Best Ever Red Lentil Dahl

Tagged in: Recipes
Best Ever Red Lentil Dahl

Looking for a cozy, immune-boosting meal that’s just as nourishing as it is satisfying? This Red Lentil Dahl is one of our all-time favorite comfort bowls — loaded with warming spices, plant-based protein, and creamy coconut milk.

It’s naturally gluten-free, vegan, and packed with fiber to keep you full and glowing from the inside out. We love serving it over fluffy basmati rice with a squeeze of lime, a sprinkle of fresh cilantro, and maybe even a few slices of jalapeño if you like a little heat. 


Ingredients

  • 2 tablespoons olive oil

  • 1 medium onion, chopped

  • 3 large garlic cloves, minced

  • 2 tablespoons freshly grated ginger

  • 2–3 large carrots, peeled and finely diced

  • 2 teaspoons curry powder (add more if you love spice!)

  • 1 teaspoon ground cumin

  • 1/2 teaspoon ground turmeric

  • 1 1/2 cups dried red lentils, rinsed

  • 1 can (13.5 oz) full-fat coconut milk

  • 2 cups low-sodium vegetable broth (add more for thinner consistency)

  • 1/2 teaspoon sea salt + fresh cracked black pepper, to taste

  • 1 handful baby spinach, chopped

  • Cilantro, green onion, and lime wedges for garnish

  • Roasted cauliflower for garnish (optional)

Phrase grounding data
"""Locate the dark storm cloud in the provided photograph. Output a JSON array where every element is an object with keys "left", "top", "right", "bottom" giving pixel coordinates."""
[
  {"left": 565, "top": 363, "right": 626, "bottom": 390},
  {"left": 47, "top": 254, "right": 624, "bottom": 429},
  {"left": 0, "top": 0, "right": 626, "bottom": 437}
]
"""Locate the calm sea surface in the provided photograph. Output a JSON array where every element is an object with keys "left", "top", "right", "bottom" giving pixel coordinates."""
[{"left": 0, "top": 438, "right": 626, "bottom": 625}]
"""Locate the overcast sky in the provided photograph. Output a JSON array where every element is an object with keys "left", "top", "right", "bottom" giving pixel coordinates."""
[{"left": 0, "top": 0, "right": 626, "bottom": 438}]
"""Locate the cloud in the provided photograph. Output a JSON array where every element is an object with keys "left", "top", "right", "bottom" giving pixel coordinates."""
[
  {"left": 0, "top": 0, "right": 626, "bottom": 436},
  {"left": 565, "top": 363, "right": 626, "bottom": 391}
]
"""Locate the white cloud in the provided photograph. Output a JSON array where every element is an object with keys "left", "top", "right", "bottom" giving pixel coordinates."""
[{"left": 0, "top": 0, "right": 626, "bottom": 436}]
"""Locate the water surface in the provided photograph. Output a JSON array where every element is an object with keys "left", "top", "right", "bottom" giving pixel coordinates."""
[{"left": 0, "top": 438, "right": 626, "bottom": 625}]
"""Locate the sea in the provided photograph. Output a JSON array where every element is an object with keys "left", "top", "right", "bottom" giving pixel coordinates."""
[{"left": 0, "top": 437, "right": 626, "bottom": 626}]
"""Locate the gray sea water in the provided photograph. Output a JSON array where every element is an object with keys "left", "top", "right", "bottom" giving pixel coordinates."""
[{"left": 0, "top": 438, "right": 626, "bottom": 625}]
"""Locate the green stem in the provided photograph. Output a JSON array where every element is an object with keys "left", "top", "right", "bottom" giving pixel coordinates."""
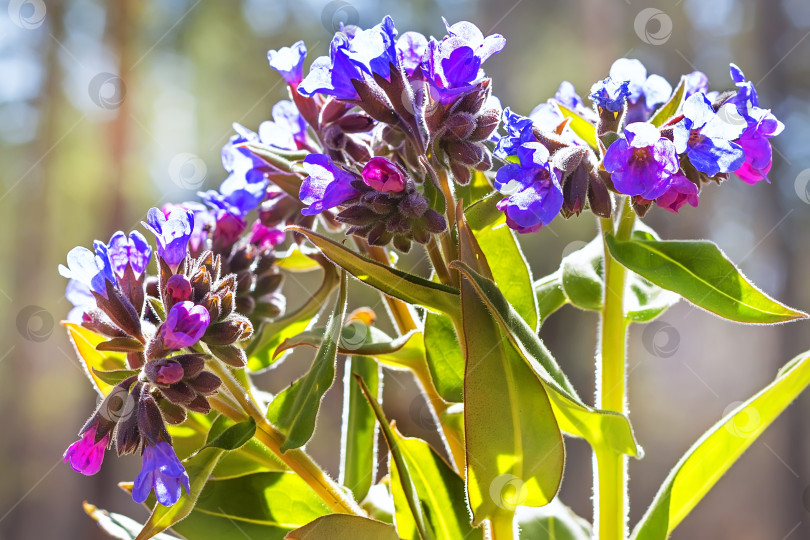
[
  {"left": 490, "top": 510, "right": 515, "bottom": 540},
  {"left": 595, "top": 199, "right": 635, "bottom": 540},
  {"left": 207, "top": 360, "right": 366, "bottom": 516}
]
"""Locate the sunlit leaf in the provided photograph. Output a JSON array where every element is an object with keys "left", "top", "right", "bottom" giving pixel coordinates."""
[
  {"left": 606, "top": 234, "right": 807, "bottom": 324},
  {"left": 632, "top": 353, "right": 810, "bottom": 540}
]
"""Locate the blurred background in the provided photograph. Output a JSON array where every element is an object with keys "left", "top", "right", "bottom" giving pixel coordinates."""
[{"left": 0, "top": 0, "right": 810, "bottom": 540}]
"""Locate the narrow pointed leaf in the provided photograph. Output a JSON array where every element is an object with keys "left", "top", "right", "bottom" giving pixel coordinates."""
[
  {"left": 632, "top": 353, "right": 810, "bottom": 540},
  {"left": 354, "top": 375, "right": 438, "bottom": 540},
  {"left": 288, "top": 227, "right": 458, "bottom": 314},
  {"left": 340, "top": 356, "right": 382, "bottom": 501},
  {"left": 650, "top": 77, "right": 686, "bottom": 127},
  {"left": 267, "top": 272, "right": 346, "bottom": 452},
  {"left": 285, "top": 514, "right": 399, "bottom": 540},
  {"left": 607, "top": 234, "right": 807, "bottom": 324}
]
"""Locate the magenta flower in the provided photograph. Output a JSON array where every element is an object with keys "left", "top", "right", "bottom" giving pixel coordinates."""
[
  {"left": 604, "top": 122, "right": 680, "bottom": 200},
  {"left": 132, "top": 441, "right": 191, "bottom": 506},
  {"left": 62, "top": 424, "right": 110, "bottom": 476},
  {"left": 363, "top": 156, "right": 405, "bottom": 193},
  {"left": 158, "top": 301, "right": 211, "bottom": 350},
  {"left": 655, "top": 173, "right": 698, "bottom": 214}
]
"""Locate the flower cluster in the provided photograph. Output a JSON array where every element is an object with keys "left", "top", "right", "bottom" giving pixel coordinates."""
[
  {"left": 495, "top": 58, "right": 784, "bottom": 232},
  {"left": 59, "top": 186, "right": 284, "bottom": 506}
]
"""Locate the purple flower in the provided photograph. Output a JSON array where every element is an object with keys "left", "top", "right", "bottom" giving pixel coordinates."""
[
  {"left": 495, "top": 142, "right": 563, "bottom": 233},
  {"left": 588, "top": 77, "right": 630, "bottom": 113},
  {"left": 495, "top": 107, "right": 536, "bottom": 160},
  {"left": 604, "top": 122, "right": 680, "bottom": 200},
  {"left": 59, "top": 245, "right": 116, "bottom": 298},
  {"left": 62, "top": 424, "right": 110, "bottom": 476},
  {"left": 655, "top": 173, "right": 698, "bottom": 214},
  {"left": 141, "top": 208, "right": 194, "bottom": 270},
  {"left": 675, "top": 93, "right": 745, "bottom": 176},
  {"left": 609, "top": 58, "right": 672, "bottom": 123},
  {"left": 363, "top": 156, "right": 405, "bottom": 193},
  {"left": 397, "top": 32, "right": 427, "bottom": 77},
  {"left": 267, "top": 41, "right": 307, "bottom": 87},
  {"left": 250, "top": 221, "right": 286, "bottom": 249},
  {"left": 728, "top": 64, "right": 785, "bottom": 184},
  {"left": 107, "top": 231, "right": 152, "bottom": 279},
  {"left": 258, "top": 100, "right": 307, "bottom": 151},
  {"left": 158, "top": 301, "right": 211, "bottom": 350},
  {"left": 132, "top": 441, "right": 191, "bottom": 506},
  {"left": 298, "top": 154, "right": 359, "bottom": 216},
  {"left": 425, "top": 20, "right": 506, "bottom": 103}
]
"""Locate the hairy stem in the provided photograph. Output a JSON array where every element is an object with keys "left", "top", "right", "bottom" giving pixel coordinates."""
[
  {"left": 208, "top": 360, "right": 366, "bottom": 516},
  {"left": 594, "top": 199, "right": 635, "bottom": 540}
]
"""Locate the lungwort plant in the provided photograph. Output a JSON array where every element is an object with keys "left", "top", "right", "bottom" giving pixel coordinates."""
[{"left": 60, "top": 12, "right": 810, "bottom": 540}]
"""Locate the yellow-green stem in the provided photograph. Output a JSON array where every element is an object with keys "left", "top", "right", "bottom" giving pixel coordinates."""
[
  {"left": 595, "top": 199, "right": 635, "bottom": 540},
  {"left": 208, "top": 360, "right": 366, "bottom": 516}
]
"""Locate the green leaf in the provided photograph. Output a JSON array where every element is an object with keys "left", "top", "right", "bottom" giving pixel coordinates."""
[
  {"left": 82, "top": 502, "right": 179, "bottom": 540},
  {"left": 267, "top": 272, "right": 346, "bottom": 452},
  {"left": 453, "top": 263, "right": 643, "bottom": 457},
  {"left": 136, "top": 448, "right": 224, "bottom": 540},
  {"left": 205, "top": 418, "right": 256, "bottom": 450},
  {"left": 391, "top": 429, "right": 483, "bottom": 540},
  {"left": 245, "top": 255, "right": 339, "bottom": 371},
  {"left": 354, "top": 375, "right": 438, "bottom": 540},
  {"left": 650, "top": 77, "right": 686, "bottom": 127},
  {"left": 468, "top": 202, "right": 538, "bottom": 330},
  {"left": 275, "top": 321, "right": 424, "bottom": 369},
  {"left": 560, "top": 236, "right": 605, "bottom": 311},
  {"left": 62, "top": 321, "right": 127, "bottom": 396},
  {"left": 285, "top": 514, "right": 399, "bottom": 540},
  {"left": 534, "top": 270, "right": 568, "bottom": 324},
  {"left": 288, "top": 227, "right": 458, "bottom": 314},
  {"left": 556, "top": 101, "right": 599, "bottom": 152},
  {"left": 606, "top": 234, "right": 807, "bottom": 324},
  {"left": 424, "top": 312, "right": 464, "bottom": 403},
  {"left": 340, "top": 356, "right": 382, "bottom": 501},
  {"left": 632, "top": 353, "right": 810, "bottom": 540},
  {"left": 453, "top": 217, "right": 565, "bottom": 526},
  {"left": 516, "top": 498, "right": 592, "bottom": 540}
]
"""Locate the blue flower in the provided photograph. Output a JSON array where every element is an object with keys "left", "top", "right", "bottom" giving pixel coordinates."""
[
  {"left": 107, "top": 231, "right": 152, "bottom": 279},
  {"left": 495, "top": 142, "right": 563, "bottom": 233},
  {"left": 267, "top": 41, "right": 307, "bottom": 87},
  {"left": 59, "top": 245, "right": 116, "bottom": 298},
  {"left": 604, "top": 122, "right": 680, "bottom": 200},
  {"left": 299, "top": 154, "right": 359, "bottom": 216},
  {"left": 132, "top": 441, "right": 191, "bottom": 506},
  {"left": 141, "top": 208, "right": 194, "bottom": 270},
  {"left": 588, "top": 77, "right": 630, "bottom": 113},
  {"left": 425, "top": 20, "right": 506, "bottom": 103},
  {"left": 495, "top": 107, "right": 537, "bottom": 160},
  {"left": 675, "top": 93, "right": 745, "bottom": 176}
]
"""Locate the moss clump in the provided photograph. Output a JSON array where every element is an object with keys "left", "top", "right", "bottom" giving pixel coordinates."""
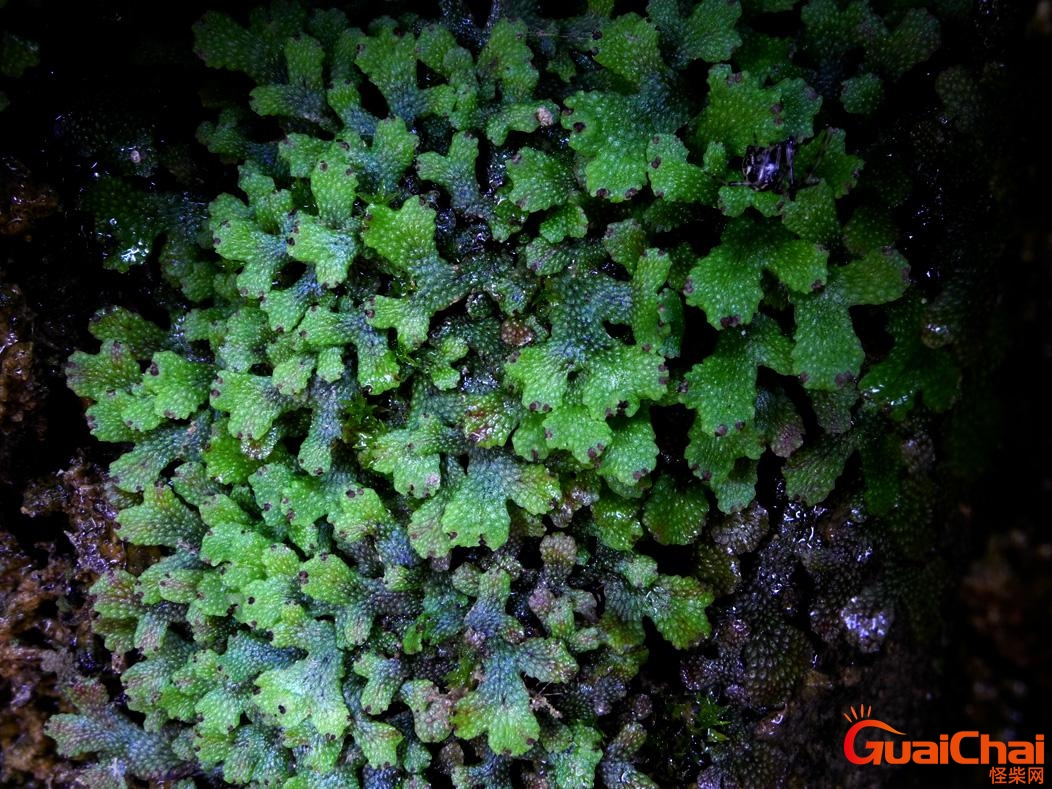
[{"left": 49, "top": 0, "right": 1009, "bottom": 789}]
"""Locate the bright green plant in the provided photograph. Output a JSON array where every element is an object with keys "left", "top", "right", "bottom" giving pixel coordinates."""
[{"left": 50, "top": 0, "right": 984, "bottom": 789}]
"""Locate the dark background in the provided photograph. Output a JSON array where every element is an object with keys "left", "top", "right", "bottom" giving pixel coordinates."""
[{"left": 0, "top": 0, "right": 1052, "bottom": 786}]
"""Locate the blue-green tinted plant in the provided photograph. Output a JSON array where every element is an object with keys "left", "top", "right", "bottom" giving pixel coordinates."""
[{"left": 50, "top": 0, "right": 984, "bottom": 788}]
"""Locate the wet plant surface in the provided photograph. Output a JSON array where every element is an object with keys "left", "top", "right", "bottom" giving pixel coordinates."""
[{"left": 0, "top": 2, "right": 1052, "bottom": 786}]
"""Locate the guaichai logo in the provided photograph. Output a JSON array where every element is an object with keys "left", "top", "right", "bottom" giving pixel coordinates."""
[{"left": 844, "top": 705, "right": 1045, "bottom": 765}]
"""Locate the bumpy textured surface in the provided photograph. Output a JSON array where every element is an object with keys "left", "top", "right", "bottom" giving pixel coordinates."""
[{"left": 48, "top": 0, "right": 1001, "bottom": 789}]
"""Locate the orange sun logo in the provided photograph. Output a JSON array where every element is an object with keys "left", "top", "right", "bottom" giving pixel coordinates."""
[{"left": 844, "top": 704, "right": 873, "bottom": 723}]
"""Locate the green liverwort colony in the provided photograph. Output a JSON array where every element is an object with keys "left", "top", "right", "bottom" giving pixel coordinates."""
[{"left": 49, "top": 0, "right": 984, "bottom": 789}]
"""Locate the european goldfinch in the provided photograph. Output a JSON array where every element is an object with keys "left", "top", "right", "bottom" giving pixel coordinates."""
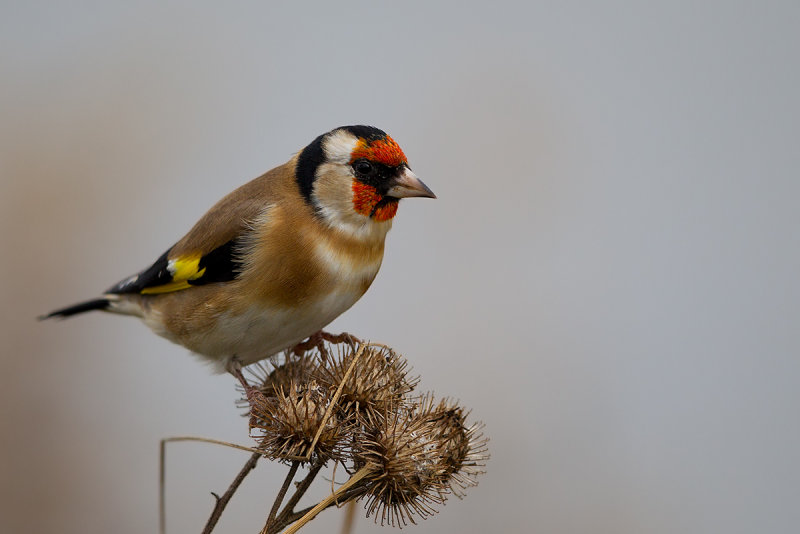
[{"left": 43, "top": 126, "right": 436, "bottom": 370}]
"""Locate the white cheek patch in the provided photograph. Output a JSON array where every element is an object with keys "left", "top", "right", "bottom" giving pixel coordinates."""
[
  {"left": 322, "top": 130, "right": 358, "bottom": 165},
  {"left": 314, "top": 240, "right": 381, "bottom": 284}
]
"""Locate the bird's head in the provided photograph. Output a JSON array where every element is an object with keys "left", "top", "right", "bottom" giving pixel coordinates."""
[{"left": 295, "top": 126, "right": 436, "bottom": 238}]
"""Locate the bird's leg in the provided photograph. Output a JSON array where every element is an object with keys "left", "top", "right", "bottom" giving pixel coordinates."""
[
  {"left": 316, "top": 330, "right": 361, "bottom": 348},
  {"left": 292, "top": 330, "right": 361, "bottom": 360}
]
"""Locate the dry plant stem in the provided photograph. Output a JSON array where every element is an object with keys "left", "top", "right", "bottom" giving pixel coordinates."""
[
  {"left": 158, "top": 436, "right": 262, "bottom": 534},
  {"left": 264, "top": 461, "right": 300, "bottom": 528},
  {"left": 342, "top": 501, "right": 356, "bottom": 534},
  {"left": 203, "top": 452, "right": 261, "bottom": 534},
  {"left": 282, "top": 465, "right": 373, "bottom": 534},
  {"left": 261, "top": 461, "right": 325, "bottom": 534}
]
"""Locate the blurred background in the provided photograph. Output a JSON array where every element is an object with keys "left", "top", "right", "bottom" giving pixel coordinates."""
[{"left": 0, "top": 0, "right": 800, "bottom": 534}]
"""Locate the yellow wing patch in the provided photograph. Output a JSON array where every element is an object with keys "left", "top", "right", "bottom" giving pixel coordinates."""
[{"left": 141, "top": 254, "right": 206, "bottom": 295}]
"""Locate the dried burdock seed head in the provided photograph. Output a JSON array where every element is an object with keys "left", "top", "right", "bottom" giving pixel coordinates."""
[
  {"left": 258, "top": 352, "right": 317, "bottom": 397},
  {"left": 250, "top": 380, "right": 349, "bottom": 461},
  {"left": 314, "top": 345, "right": 419, "bottom": 424},
  {"left": 353, "top": 395, "right": 488, "bottom": 526},
  {"left": 236, "top": 351, "right": 317, "bottom": 416},
  {"left": 417, "top": 395, "right": 489, "bottom": 498}
]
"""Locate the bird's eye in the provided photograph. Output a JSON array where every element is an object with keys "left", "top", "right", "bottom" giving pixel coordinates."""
[{"left": 353, "top": 159, "right": 373, "bottom": 174}]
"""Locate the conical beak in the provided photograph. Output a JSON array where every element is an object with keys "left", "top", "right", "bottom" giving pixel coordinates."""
[{"left": 386, "top": 167, "right": 436, "bottom": 198}]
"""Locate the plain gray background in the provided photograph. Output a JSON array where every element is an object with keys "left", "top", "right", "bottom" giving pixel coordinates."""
[{"left": 0, "top": 0, "right": 800, "bottom": 534}]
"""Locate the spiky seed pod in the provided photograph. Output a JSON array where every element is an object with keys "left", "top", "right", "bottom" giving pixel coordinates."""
[
  {"left": 353, "top": 406, "right": 446, "bottom": 526},
  {"left": 250, "top": 380, "right": 349, "bottom": 461},
  {"left": 353, "top": 394, "right": 488, "bottom": 526},
  {"left": 418, "top": 395, "right": 489, "bottom": 498},
  {"left": 315, "top": 345, "right": 419, "bottom": 425},
  {"left": 236, "top": 351, "right": 317, "bottom": 417},
  {"left": 258, "top": 353, "right": 318, "bottom": 397}
]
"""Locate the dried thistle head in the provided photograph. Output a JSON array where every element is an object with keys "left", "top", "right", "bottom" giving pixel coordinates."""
[
  {"left": 314, "top": 345, "right": 419, "bottom": 423},
  {"left": 250, "top": 379, "right": 349, "bottom": 461},
  {"left": 418, "top": 395, "right": 489, "bottom": 498},
  {"left": 258, "top": 352, "right": 318, "bottom": 397},
  {"left": 353, "top": 395, "right": 488, "bottom": 526}
]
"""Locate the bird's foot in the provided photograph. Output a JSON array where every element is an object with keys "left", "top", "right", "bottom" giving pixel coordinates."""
[{"left": 292, "top": 330, "right": 361, "bottom": 358}]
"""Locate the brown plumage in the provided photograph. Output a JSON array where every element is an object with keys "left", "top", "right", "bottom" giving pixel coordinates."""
[{"left": 40, "top": 126, "right": 434, "bottom": 367}]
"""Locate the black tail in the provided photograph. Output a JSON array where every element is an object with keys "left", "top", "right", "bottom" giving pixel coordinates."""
[{"left": 39, "top": 298, "right": 111, "bottom": 321}]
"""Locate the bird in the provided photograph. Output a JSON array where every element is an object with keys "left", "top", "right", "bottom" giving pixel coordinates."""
[{"left": 40, "top": 125, "right": 436, "bottom": 374}]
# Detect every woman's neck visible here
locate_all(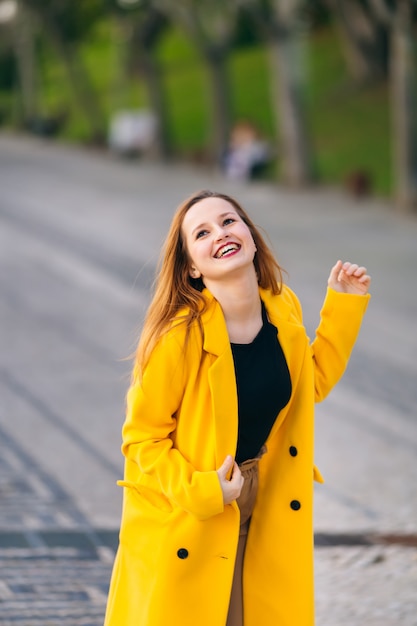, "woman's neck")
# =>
[207,273,262,343]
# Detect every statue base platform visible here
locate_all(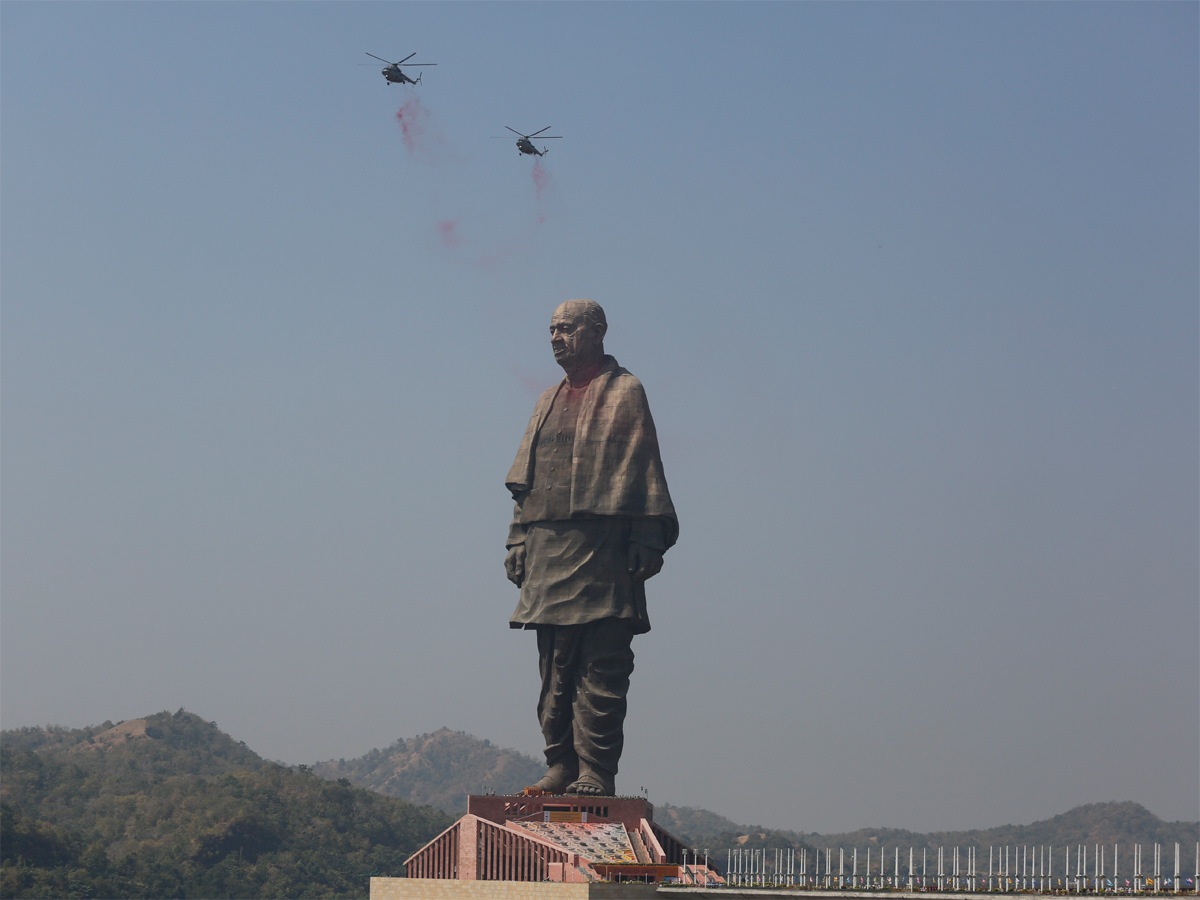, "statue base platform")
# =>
[396,794,725,900]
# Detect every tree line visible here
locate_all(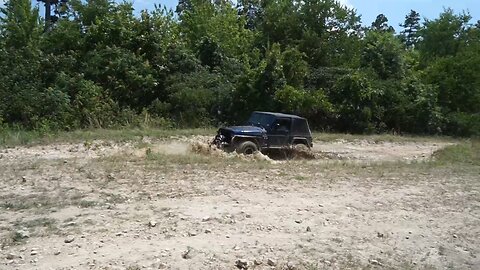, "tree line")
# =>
[0,0,480,136]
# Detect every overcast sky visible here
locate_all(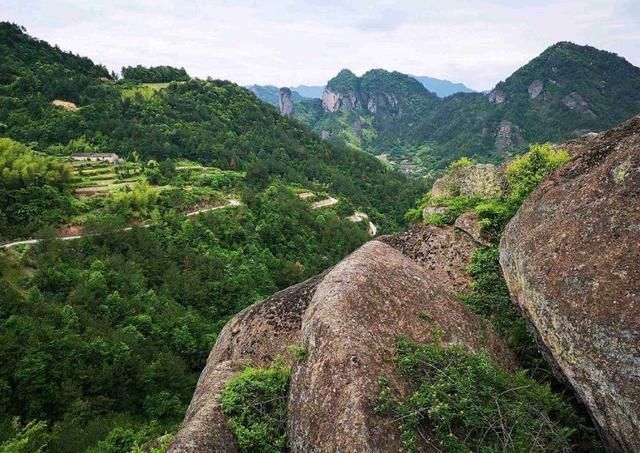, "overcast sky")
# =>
[0,0,640,90]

Exercise:
Continue the red lentil dahl recipe, starting right after its last listed ingredient. The entries come from a separate source unrelated to the recipe.

Output below:
Instructions

Sauté the aromatics:
Heat coconut oil in a large pot over medium heat. Add the onion and a pinch of salt, and cook for 4–5 minutes, stirring occasionally, until softened and fragrant.

Add flavor:
Stir in the garlic, ginger, and carrots. Cook another 3–4 minutes. Add curry powder, cumin, and turmeric — stir for about 1 minute until the spices bloom and smell amazing.

Simmer the dahl:
Pour in the coconut milk, red lentils, vegetable broth, and salt. Stir well, then bring to a gentle simmer. Reduce heat to medium-low, cover partially with a lid, and cook for 15–20 minutes. Stir occasionally until the lentils and carrots are tender.

Finish and serve:
Once the lentils are soft and creamy, turn off the heat and stir in the chopped spinach. Let it wilt into the dahl. Taste and adjust seasoning with salt and pepper.

Serve hot over basmati rice with a squeeze of lime, fresh cilantro, and green onion.